Copy the data that follows exactly, and include none of its images.

Point localization data
####

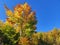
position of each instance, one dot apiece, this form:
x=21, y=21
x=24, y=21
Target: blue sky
x=47, y=12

####

### Answer space
position of each instance, one dot apiece, this form:
x=21, y=21
x=24, y=21
Target: blue sky
x=47, y=12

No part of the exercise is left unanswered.